_Task prompt_.
Before you return the entries below, strip out the pictures and keep all else exact.

_Given records_.

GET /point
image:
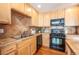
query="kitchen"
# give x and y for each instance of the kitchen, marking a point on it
(39, 29)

_Exercise answer_.
GET /point
image:
query="kitchen"
# give x and y for each instance of the kitchen, marking a point on it
(39, 29)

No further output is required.